MATERIAL FOR THIS EXERCISE »
◇ ◇ ◇ ◇ ◇ ◇ ◇

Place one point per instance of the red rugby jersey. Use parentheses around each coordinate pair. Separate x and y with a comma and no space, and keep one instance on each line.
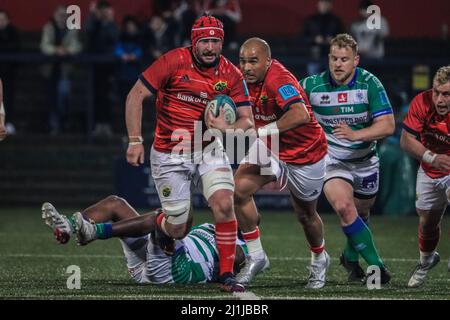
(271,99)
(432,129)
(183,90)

◇ ◇ ◇ ◇ ◇ ◇ ◇

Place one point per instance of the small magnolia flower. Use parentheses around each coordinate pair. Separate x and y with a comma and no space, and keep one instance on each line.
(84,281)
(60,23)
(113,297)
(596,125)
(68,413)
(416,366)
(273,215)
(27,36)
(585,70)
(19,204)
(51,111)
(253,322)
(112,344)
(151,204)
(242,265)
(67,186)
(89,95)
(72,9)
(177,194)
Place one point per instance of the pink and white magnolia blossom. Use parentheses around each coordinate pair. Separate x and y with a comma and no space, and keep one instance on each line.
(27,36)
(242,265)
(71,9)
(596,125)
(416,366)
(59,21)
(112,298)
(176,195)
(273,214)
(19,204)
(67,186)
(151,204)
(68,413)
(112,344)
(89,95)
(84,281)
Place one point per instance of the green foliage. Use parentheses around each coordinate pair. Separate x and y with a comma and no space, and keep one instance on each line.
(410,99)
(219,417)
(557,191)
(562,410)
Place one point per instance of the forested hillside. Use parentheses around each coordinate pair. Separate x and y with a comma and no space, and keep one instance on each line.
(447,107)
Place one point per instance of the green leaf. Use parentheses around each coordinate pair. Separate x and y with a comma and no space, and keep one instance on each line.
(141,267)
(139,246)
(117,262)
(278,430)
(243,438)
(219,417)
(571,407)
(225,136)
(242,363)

◇ ◇ ◇ ◇ ◇ ◇ ◇

GOAL OF THE EXERCISE »
Pull out each of the lines above that contains the word "magnolia". Count a line only if the word's case matches.

RESULT OF THIS EXERCISE »
Place one point per instance of the small magnolia flower. Use parentheses around each coordinate pair. Separate x and y with a comma and no space, and keep one instance on each line.
Place one point per instance of the pink and white magnolia blossom. Use parentheses around each coordinate pair. Separate x and y with a comma and no space, and keep one instance on each line.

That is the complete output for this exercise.